SOURCE RECORDS:
%%

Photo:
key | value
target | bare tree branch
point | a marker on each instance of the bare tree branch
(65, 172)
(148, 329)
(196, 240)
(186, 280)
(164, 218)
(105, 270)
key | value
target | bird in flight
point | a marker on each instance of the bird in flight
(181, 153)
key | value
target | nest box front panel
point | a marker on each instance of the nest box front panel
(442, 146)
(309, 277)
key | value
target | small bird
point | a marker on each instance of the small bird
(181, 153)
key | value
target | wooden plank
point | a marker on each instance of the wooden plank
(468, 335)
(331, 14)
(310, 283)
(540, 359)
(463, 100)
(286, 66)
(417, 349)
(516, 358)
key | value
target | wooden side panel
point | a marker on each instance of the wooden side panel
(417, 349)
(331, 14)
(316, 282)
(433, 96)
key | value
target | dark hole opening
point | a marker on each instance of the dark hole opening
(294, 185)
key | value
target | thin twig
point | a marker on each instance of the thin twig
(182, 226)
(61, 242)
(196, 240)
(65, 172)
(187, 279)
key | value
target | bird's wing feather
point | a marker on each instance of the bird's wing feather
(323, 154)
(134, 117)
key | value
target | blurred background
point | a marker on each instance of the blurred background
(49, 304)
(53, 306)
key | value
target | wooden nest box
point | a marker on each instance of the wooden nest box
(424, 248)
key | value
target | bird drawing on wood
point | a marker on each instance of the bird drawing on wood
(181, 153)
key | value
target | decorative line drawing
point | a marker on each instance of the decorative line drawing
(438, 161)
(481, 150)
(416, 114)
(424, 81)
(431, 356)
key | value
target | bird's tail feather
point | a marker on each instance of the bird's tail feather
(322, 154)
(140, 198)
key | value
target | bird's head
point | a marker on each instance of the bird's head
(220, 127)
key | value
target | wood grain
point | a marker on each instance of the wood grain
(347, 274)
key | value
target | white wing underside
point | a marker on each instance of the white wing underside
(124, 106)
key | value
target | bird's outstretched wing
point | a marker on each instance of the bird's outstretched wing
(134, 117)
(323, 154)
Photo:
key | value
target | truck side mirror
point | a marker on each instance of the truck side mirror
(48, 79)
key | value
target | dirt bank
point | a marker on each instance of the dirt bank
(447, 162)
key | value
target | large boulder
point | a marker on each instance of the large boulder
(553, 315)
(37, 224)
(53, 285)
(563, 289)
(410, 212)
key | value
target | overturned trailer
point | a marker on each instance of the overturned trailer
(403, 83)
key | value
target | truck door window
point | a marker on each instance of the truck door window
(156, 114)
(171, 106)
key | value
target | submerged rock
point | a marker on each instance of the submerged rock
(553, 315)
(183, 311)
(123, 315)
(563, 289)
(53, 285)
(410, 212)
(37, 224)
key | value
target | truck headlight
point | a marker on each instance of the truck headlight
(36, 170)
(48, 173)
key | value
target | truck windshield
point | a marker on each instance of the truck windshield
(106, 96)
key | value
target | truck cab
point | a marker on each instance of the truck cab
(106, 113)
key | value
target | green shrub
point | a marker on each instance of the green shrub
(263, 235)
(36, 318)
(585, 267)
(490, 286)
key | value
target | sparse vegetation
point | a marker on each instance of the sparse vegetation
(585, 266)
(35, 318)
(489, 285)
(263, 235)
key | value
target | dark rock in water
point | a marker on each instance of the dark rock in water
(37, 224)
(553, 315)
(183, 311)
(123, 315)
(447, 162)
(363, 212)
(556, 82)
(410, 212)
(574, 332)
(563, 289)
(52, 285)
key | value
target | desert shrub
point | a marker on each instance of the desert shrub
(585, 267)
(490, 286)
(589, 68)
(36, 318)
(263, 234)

%%

INSTRUCTIONS TO FOLLOW: List each line of the material that contains the string "water", copied in full. Match case exactly.

FINISHED EXERCISE:
target | dark rock in water
point | a marker on each instance of the dark rock in water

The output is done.